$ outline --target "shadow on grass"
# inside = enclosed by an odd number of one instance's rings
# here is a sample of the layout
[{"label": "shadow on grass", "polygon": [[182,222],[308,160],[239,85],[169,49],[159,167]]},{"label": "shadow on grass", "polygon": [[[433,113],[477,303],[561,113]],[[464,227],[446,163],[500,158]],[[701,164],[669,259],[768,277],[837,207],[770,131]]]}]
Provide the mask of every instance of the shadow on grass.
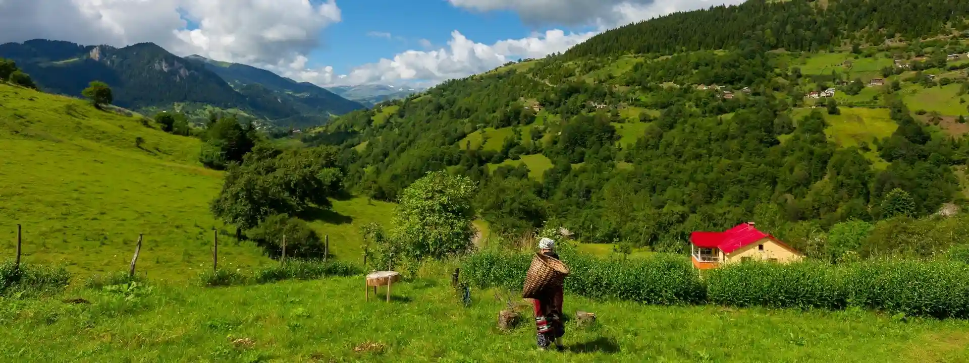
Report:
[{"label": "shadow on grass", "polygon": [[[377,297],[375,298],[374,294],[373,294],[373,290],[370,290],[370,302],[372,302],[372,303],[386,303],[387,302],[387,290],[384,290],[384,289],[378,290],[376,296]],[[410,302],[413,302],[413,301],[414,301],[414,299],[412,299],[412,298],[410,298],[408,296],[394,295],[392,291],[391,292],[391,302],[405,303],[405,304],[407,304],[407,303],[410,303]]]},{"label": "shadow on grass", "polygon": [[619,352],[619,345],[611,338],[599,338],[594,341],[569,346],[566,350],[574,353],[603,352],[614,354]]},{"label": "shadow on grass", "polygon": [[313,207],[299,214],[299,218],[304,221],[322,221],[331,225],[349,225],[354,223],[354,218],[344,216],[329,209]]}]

-------

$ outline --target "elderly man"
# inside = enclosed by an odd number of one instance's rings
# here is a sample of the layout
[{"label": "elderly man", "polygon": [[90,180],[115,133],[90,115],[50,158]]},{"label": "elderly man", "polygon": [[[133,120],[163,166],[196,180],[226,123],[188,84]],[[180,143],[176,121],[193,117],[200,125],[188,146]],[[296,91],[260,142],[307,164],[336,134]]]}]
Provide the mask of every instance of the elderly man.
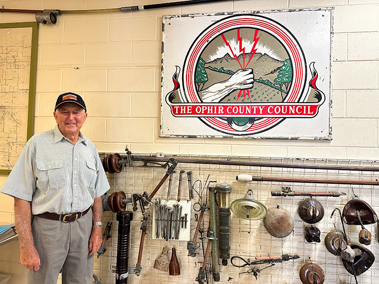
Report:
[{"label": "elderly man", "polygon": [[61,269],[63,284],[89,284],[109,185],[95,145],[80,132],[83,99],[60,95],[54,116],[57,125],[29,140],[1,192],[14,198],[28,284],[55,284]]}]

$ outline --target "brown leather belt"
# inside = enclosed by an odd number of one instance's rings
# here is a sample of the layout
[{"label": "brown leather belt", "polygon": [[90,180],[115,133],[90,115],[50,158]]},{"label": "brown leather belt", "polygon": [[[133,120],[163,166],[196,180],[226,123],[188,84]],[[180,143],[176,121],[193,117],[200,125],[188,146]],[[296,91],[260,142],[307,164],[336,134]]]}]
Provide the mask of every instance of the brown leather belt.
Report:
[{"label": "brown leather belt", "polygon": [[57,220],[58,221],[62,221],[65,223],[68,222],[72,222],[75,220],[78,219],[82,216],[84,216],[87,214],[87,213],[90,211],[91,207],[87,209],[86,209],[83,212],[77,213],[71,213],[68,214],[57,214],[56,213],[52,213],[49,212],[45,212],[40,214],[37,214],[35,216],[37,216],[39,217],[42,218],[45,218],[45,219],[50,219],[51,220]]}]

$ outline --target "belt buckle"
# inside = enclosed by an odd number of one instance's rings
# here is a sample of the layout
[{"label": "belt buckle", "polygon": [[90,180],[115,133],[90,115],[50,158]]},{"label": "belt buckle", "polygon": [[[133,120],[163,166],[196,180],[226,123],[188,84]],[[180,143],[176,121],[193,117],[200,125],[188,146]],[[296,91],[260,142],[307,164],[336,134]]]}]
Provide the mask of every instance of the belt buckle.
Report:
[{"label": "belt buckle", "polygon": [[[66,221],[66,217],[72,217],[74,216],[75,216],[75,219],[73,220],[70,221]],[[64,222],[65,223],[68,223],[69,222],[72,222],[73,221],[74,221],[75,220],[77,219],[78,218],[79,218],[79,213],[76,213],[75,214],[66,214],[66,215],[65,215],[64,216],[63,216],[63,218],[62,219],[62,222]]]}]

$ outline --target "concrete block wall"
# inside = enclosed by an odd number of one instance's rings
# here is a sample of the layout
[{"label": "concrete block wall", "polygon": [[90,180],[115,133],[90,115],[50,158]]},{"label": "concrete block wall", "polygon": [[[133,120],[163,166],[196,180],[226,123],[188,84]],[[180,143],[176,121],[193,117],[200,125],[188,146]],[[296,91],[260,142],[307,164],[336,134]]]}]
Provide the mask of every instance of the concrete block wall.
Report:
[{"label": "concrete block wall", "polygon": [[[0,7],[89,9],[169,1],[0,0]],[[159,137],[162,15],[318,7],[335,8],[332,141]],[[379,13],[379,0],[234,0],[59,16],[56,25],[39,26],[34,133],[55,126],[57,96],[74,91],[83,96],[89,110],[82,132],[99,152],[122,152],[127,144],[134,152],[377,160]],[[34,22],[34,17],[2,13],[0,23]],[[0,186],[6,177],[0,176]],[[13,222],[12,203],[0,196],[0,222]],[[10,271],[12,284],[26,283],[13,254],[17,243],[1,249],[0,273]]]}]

-------

Written problem —
Identify each line in the entries above that contains the string "target" and copy those lines in full.

Solution for this exercise —
$ outline --target "shadow on grass"
$ outline --target "elderly man"
$ outline --target "brown leather belt"
$ outline --target "belt buckle"
$ outline --target "concrete block wall"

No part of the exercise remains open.